O que fazer »
• a. Reproduza o trecho da análise do acórdão de "As AA fundamentaram" a "construções não licenciadas.".
• b. Reescreva em forma de lista o parágrafo da análise do acórdão que começa por "As AA fundamentaram a interposição deste recurso", conservando os factos principais.
• c. Retome a análise do acórdão a partir do ponto em que o texto termina.

Artigo »
○ ○ ○ ○
Análise do Acórdão de 2008-11-27 (Processo nº 04557/08), de 27 de novembro - Joana Jorge nº66120

 

Estará em análise, ao longo deste texto, o Acórdão do Tribunal Central Administrativo do Sul de 27 de novembro de 2008, processo nº04557/08.

Este acórdão surgiu no decorrente de uma situação no município de Oeiras em que as AA tinham uma construção que foi encerrada com intenções de demolição nos termos do despacho proferido pelo Presidente da Câmara de 07/03/2007, por se encontrar indevidamente não licenciada.

Esta situação levou as AA a fazer um pedido de declaração de ilegalidade do despacho em causa que foi negado e, levou ao recurso a ser analisado presentemente.

As AA fundamentaram a interposição deste recurso com o fundamento que, primeiramente o acórdão violava o disposto nos art 69º e 70º da Constituição Republicana Portuguesa (CRP) já que estas são menores e o encerramento desta atividade comercial terminaria com a base do seu sustento e portanto, defendem, não se está a assegurar a proteção de menores. Outro dos argumentos enunciados foi o de que o princípio constitucional da igualdade (art 13º CRP) também não foi respeitado, no sentido em que todos os proprietários dos prédios confinantes deveriam ter sido notificados como foram as AA já que nesses prédios também existe comércio não autorizado e as construções não licenciadas.
○ ○ ○ ○
Linhas »

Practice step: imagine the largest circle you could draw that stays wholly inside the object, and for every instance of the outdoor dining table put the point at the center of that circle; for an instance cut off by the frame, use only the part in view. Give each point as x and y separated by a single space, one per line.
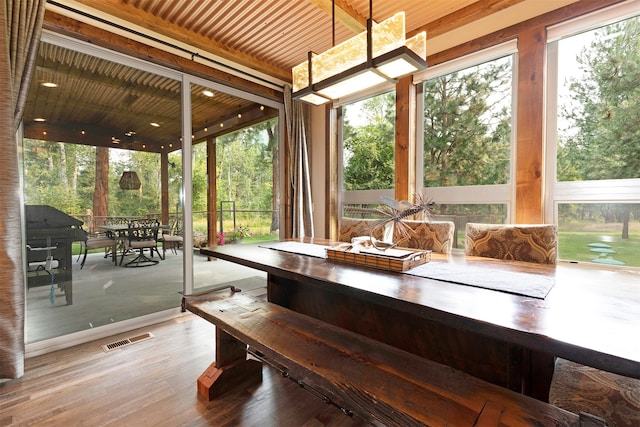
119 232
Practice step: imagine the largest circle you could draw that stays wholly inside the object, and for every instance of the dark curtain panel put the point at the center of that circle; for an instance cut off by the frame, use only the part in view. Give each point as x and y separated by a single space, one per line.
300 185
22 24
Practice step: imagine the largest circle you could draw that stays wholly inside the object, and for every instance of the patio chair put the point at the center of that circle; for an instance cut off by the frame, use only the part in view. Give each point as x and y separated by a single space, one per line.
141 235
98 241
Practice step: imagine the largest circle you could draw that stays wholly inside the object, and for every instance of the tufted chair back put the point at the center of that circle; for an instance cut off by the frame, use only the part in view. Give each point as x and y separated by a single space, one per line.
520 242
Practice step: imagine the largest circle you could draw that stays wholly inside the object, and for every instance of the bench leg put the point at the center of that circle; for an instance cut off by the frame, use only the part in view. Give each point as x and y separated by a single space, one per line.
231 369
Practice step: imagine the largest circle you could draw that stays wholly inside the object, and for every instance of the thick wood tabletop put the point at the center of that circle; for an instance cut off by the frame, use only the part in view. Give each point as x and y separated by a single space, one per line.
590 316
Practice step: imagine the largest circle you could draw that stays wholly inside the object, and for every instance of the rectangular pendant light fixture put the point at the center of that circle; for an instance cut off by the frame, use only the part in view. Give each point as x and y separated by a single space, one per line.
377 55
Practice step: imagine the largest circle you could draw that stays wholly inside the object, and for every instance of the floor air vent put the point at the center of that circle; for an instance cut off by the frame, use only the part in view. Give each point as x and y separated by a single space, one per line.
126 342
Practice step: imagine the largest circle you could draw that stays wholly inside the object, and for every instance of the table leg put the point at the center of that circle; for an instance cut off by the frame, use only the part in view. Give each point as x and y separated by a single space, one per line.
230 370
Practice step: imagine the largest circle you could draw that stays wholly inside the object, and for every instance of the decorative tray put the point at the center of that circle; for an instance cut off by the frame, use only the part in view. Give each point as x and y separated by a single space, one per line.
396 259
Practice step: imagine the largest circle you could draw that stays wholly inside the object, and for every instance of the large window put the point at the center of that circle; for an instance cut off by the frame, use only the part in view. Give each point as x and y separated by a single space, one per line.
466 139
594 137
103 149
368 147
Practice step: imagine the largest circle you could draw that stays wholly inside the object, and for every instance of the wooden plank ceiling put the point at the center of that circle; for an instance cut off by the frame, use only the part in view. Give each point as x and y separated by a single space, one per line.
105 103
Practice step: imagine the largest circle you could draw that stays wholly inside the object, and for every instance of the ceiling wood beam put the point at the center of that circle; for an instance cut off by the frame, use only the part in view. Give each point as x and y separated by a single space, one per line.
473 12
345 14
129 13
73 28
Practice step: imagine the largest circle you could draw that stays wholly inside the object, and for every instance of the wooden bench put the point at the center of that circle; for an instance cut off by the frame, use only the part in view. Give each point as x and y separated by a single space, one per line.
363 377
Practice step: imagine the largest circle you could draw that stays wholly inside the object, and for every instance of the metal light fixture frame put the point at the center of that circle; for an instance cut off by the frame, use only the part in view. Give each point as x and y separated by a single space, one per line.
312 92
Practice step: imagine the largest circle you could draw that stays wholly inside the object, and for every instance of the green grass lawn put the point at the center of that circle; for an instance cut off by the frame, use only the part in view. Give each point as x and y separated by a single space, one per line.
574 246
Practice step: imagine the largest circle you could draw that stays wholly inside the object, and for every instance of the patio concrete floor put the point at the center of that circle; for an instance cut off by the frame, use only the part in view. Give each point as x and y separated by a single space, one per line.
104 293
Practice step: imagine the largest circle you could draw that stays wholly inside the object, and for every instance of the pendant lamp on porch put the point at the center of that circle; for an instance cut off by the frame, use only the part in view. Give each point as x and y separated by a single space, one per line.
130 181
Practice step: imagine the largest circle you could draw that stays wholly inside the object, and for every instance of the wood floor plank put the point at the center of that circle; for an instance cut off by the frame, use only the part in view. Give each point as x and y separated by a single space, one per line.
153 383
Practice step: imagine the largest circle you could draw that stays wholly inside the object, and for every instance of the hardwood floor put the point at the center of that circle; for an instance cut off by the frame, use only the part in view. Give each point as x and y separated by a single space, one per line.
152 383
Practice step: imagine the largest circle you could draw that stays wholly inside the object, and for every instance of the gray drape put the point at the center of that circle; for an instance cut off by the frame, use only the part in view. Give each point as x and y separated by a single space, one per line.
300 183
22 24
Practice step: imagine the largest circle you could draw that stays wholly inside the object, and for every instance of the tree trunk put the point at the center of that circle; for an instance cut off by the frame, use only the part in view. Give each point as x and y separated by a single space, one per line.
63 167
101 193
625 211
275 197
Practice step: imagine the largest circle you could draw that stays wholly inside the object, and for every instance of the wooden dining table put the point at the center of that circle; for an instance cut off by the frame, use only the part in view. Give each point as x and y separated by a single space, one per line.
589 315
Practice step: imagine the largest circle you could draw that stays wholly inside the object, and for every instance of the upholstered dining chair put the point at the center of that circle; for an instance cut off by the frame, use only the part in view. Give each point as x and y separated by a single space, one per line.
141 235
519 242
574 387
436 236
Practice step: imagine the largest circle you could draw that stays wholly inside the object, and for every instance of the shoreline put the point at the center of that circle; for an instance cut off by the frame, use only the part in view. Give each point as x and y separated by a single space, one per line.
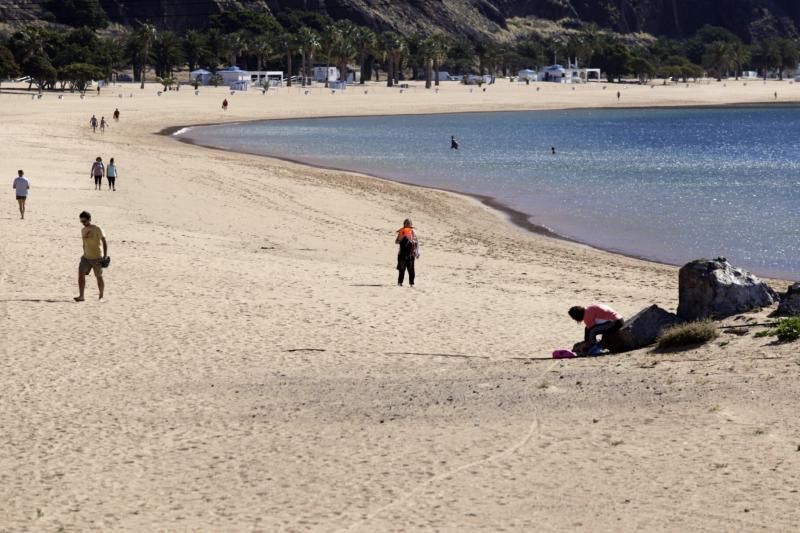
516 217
○ ○ ○ ○
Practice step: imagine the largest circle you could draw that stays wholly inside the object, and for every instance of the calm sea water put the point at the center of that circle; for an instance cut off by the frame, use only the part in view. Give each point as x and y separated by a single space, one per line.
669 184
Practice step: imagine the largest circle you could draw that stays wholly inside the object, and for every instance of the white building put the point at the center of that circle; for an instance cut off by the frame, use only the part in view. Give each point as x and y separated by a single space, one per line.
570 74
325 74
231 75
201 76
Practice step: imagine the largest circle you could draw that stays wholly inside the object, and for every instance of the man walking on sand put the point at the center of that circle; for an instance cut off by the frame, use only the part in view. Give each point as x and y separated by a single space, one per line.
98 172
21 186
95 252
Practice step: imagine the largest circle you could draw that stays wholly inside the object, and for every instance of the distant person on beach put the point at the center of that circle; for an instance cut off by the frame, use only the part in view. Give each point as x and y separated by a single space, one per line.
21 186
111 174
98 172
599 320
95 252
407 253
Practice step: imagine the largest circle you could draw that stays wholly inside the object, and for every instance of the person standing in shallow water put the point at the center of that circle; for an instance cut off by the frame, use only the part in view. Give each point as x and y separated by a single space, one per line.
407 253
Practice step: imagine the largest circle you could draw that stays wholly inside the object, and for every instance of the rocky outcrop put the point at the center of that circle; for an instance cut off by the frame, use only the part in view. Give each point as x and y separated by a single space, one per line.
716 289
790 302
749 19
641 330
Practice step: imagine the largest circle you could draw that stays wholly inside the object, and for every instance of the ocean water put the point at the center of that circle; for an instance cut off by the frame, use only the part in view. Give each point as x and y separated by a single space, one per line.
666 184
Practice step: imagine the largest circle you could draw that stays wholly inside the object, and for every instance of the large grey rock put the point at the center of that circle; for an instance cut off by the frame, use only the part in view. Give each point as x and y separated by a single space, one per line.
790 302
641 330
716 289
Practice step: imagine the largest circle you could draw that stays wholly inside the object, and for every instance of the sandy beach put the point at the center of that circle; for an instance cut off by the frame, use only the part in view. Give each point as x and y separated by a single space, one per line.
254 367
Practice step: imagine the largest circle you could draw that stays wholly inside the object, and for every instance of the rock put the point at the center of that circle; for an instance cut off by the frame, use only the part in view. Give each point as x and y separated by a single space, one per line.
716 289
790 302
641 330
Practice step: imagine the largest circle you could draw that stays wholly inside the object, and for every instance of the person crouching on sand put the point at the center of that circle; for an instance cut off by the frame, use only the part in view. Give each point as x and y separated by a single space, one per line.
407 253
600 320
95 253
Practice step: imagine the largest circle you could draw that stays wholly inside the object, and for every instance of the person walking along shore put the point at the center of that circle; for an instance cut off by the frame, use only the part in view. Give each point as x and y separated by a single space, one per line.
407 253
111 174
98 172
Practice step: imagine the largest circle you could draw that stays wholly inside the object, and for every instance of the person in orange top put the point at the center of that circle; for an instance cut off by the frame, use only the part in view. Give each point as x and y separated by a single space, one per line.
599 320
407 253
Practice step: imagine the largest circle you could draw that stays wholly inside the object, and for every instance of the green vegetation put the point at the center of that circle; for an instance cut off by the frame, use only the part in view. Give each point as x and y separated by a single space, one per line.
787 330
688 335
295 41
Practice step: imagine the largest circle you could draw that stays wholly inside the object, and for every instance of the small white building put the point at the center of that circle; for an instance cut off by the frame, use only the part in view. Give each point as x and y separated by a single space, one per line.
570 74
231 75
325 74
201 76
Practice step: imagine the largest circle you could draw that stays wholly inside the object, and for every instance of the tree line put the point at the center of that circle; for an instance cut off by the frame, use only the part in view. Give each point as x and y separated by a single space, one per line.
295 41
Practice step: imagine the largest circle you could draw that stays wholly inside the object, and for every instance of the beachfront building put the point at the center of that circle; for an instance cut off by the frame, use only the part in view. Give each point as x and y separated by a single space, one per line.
○ ○ ○ ○
Respostas por tarefa »
• a.
As AA fundamentaram a interposição deste recurso com o fundamento que, primeiramente o acórdão violava o disposto nos art 69º e 70º da Constituição Republicana Portuguesa (CRP) já que estas são menores e o encerramento desta atividade comercial terminaria com a base do seu sustento e portanto, defendem, não se está a assegurar a proteção de menores. Outro dos argumentos enunciados foi o de que o princípio constitucional da igualdade (art 13º CRP) também não foi respeitado, no sentido em que todos os proprietários dos prédios confinantes deveriam ter sido notificados como foram as AA já que nesses prédios também existe comércio não autorizado e as construções não licenciadas.

• b.
- Violação dos arts. 69.º e 70.º da CRP: as AA são menores e o encerramento da atividade comercial poria termo à base do seu sustento, pelo que, segundo defendem, não se assegura a proteção de menores.
- Violação do princípio constitucional da igualdade (art. 13.º da CRP): todos os proprietários dos prédios confinantes deveriam ter sido notificados, tal como as AA, porque nesses prédios também existe comércio não autorizado e as construções não estão licenciadas.

• c.
Do lado contrário é arguido que o recurso deve ser rejeitado já que as autoras não conseguiram alegar qualquer factualidade em relação à violação dos art 69º e 70 da CRP e também não ter havido violação do art 13º da CRP porque “não existe direito à igualdade na ilegalidade”.

O tribunal Central Administrativo do Sul considerou, face ao primeiro argumento, que a única matéria de facto era a de que a oficina por carecer de licenciamento ou autorização municipal foi objeto de ordem de demolição, não existindo factos concretos, que as AA tenham alegado ou materializado, para fundamentar uma violação dos art 69º e 70º e a não aplicação do art 106º nº3 do DL 555/99 de 16 de Dezembro, estando o Município de Oeiras vinculado à aplicação do disposto neste artigo, não sendo possível arguir como fundamento à não demolição os princípios constitucionais referidos que devem ser seguidos pelo Estado para conferir proteção aos menores.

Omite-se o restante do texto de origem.